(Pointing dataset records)

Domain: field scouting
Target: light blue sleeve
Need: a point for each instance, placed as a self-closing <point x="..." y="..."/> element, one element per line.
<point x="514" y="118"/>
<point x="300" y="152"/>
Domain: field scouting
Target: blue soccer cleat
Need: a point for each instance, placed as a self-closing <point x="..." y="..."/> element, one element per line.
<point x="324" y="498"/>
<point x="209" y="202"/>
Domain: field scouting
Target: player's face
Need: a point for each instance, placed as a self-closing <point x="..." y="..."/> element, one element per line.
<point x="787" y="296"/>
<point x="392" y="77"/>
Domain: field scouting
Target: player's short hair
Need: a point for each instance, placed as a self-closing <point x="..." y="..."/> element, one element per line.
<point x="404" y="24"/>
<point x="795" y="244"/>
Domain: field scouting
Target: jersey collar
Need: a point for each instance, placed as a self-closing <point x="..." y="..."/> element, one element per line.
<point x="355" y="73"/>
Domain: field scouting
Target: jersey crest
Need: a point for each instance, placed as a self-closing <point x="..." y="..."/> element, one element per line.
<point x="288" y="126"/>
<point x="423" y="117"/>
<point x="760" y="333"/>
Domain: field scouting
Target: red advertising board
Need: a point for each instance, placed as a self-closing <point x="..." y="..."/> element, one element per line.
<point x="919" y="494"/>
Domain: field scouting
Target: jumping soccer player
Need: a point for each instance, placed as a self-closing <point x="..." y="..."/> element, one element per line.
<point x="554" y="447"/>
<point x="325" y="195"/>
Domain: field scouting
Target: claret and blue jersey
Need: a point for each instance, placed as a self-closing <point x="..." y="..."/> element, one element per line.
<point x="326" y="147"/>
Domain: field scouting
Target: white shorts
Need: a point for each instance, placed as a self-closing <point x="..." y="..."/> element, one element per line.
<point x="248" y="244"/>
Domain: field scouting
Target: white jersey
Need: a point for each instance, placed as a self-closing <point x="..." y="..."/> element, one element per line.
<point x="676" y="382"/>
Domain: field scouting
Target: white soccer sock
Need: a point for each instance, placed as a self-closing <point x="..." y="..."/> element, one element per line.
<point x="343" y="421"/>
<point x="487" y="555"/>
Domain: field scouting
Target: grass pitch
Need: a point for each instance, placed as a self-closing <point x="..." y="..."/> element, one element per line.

Description of the task:
Count the lines in the records above that contain the string "soccer", and reply with the number only.

The response:
3